## Information supplied
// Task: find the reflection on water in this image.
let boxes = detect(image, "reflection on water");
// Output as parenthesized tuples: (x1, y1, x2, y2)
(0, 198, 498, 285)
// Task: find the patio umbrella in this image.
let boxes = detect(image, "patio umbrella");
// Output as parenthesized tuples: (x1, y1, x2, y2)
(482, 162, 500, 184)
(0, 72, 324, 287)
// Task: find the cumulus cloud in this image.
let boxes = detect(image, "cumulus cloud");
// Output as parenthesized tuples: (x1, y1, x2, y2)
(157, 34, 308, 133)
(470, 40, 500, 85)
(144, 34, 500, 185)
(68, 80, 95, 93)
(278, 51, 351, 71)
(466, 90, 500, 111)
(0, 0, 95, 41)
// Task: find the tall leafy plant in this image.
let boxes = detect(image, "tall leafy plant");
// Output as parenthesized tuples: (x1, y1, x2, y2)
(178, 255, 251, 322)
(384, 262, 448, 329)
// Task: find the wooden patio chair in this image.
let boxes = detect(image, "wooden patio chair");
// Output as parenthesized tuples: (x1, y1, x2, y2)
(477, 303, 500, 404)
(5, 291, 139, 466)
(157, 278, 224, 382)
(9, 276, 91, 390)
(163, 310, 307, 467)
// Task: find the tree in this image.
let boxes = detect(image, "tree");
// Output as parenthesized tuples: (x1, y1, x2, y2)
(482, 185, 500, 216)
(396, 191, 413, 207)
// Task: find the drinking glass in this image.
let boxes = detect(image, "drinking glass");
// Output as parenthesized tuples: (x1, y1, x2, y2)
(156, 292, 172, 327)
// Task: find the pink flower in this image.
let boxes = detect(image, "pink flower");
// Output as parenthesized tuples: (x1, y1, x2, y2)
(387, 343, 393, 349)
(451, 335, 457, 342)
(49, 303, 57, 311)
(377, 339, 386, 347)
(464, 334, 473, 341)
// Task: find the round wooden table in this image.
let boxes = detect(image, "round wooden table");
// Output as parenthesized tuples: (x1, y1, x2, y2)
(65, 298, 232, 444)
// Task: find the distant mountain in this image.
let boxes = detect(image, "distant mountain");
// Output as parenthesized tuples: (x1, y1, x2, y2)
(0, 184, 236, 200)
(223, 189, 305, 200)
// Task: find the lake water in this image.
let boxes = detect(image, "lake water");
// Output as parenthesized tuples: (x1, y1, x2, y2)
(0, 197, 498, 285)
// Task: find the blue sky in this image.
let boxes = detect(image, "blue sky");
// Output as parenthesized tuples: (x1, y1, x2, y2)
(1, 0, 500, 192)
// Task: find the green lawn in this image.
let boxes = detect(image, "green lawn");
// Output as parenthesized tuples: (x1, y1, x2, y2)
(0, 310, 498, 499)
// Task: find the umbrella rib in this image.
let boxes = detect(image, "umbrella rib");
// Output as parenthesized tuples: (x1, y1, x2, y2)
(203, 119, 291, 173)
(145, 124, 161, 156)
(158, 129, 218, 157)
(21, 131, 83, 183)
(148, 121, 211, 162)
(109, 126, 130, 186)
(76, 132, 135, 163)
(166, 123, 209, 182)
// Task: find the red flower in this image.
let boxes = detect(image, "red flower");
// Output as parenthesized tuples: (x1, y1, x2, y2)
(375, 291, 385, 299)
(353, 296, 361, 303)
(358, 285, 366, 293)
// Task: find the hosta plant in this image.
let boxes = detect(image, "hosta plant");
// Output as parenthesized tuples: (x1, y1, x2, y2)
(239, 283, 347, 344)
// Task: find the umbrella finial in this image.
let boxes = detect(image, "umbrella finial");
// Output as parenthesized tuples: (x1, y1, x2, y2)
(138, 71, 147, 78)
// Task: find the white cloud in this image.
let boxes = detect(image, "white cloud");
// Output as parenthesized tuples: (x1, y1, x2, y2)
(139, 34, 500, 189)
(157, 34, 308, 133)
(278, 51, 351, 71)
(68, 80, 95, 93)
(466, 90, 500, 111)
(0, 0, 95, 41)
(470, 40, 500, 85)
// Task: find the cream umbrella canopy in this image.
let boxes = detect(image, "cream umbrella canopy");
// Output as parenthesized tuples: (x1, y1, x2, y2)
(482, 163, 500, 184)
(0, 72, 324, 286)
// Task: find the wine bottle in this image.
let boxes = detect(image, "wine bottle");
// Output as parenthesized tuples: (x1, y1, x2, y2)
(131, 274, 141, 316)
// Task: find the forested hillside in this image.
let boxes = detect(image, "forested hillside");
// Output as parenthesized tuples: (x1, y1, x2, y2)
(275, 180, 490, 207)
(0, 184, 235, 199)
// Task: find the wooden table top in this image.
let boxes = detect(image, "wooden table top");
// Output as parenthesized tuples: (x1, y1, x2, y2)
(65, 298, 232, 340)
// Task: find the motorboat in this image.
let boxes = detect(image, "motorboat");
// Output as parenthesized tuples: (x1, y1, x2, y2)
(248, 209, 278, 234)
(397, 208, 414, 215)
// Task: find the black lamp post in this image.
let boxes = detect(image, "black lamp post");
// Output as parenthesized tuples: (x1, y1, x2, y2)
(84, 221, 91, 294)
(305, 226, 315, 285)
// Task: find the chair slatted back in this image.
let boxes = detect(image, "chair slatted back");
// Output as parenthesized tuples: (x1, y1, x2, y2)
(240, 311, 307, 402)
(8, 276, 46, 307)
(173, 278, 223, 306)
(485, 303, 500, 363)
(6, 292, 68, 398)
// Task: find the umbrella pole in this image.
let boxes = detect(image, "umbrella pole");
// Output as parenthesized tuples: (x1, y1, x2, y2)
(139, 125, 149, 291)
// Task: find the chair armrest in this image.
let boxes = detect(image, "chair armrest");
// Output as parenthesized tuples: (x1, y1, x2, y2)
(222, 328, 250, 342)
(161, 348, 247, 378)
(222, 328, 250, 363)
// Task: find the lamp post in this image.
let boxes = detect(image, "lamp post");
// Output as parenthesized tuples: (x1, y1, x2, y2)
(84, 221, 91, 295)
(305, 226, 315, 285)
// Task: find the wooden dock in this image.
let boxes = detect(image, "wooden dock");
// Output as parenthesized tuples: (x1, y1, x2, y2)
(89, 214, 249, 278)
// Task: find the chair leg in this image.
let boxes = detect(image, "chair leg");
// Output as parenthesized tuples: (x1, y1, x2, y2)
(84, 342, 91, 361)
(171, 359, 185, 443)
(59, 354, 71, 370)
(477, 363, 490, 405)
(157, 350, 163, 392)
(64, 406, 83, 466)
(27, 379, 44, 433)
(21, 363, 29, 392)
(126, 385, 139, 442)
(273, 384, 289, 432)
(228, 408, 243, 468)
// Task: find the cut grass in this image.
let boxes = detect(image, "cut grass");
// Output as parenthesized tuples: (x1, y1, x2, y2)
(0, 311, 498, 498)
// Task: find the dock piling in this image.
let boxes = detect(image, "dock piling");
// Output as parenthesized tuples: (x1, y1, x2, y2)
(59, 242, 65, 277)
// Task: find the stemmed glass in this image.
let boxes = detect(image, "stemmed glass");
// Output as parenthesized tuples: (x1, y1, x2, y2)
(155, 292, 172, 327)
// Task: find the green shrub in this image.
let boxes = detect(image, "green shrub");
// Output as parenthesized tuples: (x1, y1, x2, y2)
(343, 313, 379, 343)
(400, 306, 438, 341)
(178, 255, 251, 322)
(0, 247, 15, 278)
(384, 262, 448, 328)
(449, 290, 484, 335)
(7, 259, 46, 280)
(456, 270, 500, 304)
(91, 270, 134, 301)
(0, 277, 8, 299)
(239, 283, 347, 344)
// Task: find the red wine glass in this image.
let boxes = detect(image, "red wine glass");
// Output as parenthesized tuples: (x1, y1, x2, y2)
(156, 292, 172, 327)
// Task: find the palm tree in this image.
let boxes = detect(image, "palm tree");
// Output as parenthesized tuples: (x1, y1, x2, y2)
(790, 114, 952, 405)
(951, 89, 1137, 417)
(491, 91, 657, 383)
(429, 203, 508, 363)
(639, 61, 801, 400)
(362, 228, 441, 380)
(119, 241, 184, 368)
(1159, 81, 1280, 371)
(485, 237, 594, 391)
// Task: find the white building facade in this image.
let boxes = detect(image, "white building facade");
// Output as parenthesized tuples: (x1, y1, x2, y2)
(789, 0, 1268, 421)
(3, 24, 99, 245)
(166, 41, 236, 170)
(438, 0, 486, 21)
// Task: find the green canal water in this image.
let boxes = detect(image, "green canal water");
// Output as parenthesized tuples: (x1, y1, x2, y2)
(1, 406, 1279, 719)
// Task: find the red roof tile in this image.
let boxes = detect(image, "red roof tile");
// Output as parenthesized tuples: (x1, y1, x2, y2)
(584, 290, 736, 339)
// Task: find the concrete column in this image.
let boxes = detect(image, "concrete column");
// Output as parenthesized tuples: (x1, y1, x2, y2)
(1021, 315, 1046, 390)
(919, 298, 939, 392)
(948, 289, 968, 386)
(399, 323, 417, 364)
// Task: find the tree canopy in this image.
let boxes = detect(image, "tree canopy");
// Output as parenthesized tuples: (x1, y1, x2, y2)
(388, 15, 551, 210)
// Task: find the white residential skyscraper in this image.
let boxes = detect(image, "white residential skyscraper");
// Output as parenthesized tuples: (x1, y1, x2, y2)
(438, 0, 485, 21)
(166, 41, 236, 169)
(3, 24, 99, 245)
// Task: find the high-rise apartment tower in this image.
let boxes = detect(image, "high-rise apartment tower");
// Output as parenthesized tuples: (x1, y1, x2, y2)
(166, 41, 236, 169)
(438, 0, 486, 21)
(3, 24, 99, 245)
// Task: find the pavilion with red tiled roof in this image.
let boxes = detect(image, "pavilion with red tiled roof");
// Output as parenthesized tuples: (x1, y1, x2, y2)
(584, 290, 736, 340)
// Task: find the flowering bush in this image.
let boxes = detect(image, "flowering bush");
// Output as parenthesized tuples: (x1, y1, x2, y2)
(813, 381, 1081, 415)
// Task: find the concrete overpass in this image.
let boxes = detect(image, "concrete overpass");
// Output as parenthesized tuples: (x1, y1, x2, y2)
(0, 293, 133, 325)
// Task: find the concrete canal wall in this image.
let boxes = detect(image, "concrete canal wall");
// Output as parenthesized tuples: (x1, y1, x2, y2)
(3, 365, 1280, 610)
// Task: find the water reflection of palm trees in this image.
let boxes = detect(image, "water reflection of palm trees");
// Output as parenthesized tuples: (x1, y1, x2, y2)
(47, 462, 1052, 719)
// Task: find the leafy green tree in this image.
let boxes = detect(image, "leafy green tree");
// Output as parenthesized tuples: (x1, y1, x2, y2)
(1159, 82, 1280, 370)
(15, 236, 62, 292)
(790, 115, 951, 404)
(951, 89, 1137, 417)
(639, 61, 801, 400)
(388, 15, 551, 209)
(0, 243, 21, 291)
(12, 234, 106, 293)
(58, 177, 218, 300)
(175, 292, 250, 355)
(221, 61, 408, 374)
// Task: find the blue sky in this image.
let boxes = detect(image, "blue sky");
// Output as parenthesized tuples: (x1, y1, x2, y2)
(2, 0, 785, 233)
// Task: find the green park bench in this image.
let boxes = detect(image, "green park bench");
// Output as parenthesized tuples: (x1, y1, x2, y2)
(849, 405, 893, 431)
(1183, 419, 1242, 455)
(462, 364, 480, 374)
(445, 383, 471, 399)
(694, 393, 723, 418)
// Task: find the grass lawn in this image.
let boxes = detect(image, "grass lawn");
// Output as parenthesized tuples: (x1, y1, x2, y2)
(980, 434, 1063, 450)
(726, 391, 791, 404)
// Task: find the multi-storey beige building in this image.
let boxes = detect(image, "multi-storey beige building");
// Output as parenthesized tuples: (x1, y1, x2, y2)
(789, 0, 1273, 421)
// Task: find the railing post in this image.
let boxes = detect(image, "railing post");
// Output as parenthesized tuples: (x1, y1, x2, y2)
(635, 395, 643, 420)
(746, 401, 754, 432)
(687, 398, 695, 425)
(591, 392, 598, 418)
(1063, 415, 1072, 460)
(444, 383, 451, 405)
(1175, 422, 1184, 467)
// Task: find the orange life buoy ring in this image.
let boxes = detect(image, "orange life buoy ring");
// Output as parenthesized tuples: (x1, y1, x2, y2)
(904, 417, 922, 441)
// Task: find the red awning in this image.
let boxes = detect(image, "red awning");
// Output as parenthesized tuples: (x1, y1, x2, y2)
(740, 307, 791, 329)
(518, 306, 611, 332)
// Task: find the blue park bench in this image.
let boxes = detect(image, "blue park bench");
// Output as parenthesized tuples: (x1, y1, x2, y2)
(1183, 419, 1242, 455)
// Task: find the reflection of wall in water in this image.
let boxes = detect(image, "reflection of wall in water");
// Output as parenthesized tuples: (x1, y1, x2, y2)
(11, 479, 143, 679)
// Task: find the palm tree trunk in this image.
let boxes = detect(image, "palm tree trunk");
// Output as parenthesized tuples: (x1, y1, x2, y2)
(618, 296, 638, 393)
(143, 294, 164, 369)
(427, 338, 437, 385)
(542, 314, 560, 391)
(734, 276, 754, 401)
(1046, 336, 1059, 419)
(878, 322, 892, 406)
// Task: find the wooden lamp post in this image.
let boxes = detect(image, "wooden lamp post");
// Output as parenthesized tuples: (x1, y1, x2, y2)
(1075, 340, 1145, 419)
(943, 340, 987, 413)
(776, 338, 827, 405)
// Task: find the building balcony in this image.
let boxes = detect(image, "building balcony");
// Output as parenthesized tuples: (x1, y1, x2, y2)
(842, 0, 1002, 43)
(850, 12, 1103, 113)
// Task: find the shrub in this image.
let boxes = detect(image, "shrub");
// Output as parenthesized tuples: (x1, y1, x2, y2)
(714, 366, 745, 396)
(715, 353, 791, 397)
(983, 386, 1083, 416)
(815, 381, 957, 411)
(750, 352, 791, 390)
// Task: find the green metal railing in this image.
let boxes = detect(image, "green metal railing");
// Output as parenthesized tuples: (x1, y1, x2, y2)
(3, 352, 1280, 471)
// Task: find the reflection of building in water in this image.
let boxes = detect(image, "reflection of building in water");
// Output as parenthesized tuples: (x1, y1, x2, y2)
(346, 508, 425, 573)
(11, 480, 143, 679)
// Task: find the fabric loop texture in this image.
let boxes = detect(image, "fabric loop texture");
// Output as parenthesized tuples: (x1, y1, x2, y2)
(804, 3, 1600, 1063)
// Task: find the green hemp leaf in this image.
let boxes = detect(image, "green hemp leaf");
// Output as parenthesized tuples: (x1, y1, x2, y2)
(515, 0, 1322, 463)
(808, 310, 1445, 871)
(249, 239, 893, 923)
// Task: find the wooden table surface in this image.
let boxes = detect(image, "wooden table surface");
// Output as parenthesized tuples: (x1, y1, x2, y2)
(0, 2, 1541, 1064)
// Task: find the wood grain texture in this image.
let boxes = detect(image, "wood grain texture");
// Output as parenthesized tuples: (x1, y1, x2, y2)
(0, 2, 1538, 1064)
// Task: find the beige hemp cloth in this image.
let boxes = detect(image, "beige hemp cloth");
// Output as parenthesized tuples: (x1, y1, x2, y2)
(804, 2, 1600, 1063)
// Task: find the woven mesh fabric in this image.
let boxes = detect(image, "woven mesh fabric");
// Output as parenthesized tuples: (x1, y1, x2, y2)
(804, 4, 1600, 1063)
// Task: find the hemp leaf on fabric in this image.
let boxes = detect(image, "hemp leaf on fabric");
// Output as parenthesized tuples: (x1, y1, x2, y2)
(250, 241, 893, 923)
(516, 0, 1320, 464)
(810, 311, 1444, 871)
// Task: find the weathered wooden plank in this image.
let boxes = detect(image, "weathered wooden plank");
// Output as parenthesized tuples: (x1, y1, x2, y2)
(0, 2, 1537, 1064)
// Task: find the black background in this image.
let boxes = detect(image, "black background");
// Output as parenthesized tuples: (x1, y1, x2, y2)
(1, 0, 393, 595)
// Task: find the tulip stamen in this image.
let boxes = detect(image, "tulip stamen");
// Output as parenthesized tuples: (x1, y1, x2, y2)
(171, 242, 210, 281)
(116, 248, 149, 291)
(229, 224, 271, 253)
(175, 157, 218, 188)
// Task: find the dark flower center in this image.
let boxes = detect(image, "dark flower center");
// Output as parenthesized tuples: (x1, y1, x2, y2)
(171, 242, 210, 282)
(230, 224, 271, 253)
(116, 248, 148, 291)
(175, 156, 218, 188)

## Assignment
Look over the listing above. Pick out and copy every line that includes "lamp".

## Answer box
// Task: find the black lamp post in this image.
let boxes = detect(image, "black lamp post");
// Task: find the lamp post in this image.
let boxes = detect(image, "lamp post");
// Task: find the wooden lamp post in this image.
let boxes = detect(image, "wooden lamp post");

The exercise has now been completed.